**TASK INSTRUCTIONS:** Return all lines of the listing below that carry the word "pixel".

*** Opening SOURCE RECORDS ***

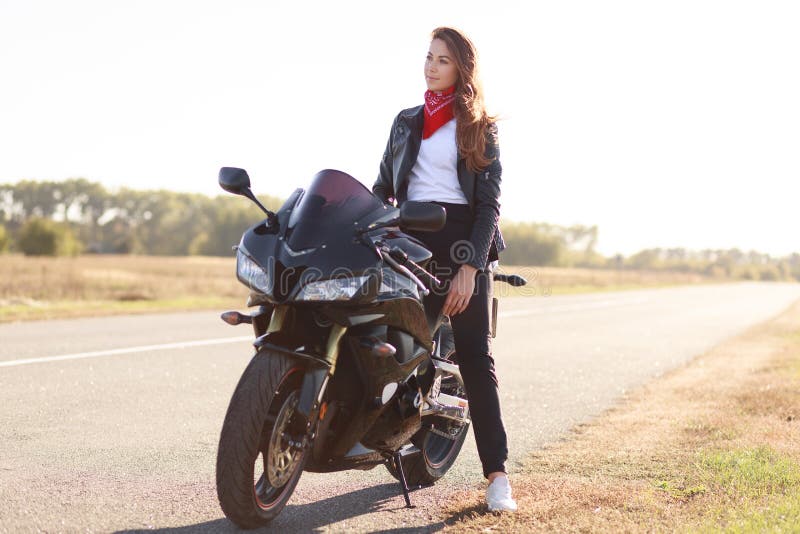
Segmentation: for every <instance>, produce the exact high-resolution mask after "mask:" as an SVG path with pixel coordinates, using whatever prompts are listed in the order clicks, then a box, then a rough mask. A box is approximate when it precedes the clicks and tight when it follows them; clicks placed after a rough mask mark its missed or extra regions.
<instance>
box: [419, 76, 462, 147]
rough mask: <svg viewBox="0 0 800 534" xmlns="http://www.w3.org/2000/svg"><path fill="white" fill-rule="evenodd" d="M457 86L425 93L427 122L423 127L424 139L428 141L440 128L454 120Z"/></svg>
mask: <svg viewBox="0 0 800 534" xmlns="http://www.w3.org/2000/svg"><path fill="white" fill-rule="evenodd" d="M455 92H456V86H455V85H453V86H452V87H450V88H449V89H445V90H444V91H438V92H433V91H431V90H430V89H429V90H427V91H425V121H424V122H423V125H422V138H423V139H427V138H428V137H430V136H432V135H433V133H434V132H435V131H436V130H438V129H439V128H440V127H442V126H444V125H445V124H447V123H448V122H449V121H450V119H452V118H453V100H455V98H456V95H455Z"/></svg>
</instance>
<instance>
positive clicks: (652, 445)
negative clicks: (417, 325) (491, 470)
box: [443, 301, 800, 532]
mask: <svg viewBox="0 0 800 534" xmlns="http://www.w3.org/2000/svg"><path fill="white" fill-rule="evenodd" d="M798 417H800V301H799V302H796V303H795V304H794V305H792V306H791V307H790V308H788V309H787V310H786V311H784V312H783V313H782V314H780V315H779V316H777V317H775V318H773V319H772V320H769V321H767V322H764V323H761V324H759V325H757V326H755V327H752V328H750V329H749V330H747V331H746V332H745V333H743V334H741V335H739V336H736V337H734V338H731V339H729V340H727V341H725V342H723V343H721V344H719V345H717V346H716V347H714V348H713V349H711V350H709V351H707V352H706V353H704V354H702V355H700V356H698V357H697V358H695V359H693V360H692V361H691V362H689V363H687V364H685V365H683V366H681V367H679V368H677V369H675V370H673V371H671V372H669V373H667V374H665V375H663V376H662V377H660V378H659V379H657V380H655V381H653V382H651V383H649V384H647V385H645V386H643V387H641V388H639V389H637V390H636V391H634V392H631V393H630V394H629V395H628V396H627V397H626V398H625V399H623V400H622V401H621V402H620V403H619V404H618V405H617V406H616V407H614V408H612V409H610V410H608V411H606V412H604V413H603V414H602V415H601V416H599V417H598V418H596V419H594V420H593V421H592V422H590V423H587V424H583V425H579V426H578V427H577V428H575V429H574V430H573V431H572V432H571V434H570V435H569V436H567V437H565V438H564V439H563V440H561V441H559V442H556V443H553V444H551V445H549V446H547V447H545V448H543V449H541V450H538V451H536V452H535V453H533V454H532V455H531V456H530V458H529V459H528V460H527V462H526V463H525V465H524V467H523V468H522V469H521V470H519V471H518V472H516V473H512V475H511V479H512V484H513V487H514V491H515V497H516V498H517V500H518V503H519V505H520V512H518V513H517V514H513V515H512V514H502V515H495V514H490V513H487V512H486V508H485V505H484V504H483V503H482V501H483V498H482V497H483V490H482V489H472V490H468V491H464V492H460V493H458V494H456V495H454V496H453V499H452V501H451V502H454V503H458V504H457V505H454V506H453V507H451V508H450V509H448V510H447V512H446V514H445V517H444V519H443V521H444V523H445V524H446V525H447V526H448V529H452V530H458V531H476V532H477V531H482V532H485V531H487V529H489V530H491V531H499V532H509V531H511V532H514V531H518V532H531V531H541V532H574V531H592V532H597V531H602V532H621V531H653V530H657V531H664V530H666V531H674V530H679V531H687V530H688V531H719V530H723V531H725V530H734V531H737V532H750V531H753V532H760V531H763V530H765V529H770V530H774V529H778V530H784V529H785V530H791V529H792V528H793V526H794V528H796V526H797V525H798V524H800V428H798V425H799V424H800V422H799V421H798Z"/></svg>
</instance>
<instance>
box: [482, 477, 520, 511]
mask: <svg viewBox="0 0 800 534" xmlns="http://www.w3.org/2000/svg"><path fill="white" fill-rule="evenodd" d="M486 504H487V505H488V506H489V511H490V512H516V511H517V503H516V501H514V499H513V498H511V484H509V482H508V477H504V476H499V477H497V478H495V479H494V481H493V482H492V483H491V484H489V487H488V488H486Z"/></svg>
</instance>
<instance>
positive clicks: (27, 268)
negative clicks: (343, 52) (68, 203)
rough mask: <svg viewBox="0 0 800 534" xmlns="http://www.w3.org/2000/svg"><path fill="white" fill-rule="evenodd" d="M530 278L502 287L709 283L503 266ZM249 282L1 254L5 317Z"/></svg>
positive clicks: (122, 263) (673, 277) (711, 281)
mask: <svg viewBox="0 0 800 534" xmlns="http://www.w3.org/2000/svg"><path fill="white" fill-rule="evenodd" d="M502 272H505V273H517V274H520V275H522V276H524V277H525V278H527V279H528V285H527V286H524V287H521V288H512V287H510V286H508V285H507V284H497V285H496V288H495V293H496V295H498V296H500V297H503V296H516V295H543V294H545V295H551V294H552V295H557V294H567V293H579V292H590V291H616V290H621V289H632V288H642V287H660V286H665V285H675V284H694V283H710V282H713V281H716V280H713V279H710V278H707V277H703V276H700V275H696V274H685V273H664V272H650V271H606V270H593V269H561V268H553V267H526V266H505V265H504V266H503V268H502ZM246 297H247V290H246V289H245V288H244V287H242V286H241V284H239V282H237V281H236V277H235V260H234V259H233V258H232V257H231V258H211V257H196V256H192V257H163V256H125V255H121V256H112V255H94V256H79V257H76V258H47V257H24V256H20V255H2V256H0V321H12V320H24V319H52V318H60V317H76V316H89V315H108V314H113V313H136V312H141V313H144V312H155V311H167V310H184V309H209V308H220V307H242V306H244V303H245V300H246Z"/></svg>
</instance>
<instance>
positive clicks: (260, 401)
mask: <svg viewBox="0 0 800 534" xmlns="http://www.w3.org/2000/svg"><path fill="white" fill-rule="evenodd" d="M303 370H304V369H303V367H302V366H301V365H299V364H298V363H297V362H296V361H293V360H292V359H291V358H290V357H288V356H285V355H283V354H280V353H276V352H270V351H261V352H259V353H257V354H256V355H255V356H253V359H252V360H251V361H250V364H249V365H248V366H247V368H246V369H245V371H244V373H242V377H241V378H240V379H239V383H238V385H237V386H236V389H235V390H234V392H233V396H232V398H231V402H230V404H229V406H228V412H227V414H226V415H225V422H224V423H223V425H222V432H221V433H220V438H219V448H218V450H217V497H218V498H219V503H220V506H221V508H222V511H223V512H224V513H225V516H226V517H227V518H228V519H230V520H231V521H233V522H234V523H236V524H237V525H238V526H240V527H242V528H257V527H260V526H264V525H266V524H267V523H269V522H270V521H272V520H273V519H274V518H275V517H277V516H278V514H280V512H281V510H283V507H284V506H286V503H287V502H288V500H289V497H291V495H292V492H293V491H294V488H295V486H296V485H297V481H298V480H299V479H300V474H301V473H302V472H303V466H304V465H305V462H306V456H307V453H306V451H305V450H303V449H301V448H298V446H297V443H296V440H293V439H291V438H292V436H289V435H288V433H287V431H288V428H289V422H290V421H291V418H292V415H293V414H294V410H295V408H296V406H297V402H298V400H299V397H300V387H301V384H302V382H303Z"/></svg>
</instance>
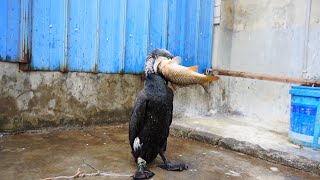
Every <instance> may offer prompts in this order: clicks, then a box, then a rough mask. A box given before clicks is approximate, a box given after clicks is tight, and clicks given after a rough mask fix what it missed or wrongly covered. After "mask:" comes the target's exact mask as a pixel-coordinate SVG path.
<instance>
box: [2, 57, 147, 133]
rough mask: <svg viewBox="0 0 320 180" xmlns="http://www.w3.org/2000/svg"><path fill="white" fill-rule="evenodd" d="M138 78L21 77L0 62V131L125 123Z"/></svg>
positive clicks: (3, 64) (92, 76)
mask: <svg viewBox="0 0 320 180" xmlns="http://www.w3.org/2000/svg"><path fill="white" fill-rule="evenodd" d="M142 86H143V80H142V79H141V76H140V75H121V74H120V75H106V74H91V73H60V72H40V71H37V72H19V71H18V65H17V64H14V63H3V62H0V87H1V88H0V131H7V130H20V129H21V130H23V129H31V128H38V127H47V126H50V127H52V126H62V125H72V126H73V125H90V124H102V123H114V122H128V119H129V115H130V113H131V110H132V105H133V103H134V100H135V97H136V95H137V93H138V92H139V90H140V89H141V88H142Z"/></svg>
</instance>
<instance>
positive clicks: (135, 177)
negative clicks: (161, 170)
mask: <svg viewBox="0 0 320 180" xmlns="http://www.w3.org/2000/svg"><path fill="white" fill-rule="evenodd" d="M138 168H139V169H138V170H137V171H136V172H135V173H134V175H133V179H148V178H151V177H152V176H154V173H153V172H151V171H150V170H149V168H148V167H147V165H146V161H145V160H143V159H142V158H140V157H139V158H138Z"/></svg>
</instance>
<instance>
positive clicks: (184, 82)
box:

*** Closing SOURCE RECORDS ***

**TASK ANSWER:**
Segmentation: for every <instance>, produce the exact high-resolution mask after "mask:" as an SVG path with pixel coordinates, using whatever prompts are listed in the order clicks, then a box, then a rough mask. A box is approximate when it precedes the clicks and tight when it follows them; clicks placed after a rough mask mark its missed or extra regions.
Every <instance> may offer prompts in this order: clicks, then a box, then a rough mask. A box given before clicks is approximate, a box given after clicks is tight, and clicks given after a rough mask fix what it missed or wrongly covered. After "mask:" comes the target's exact mask as a pixel-coordinate SVG path.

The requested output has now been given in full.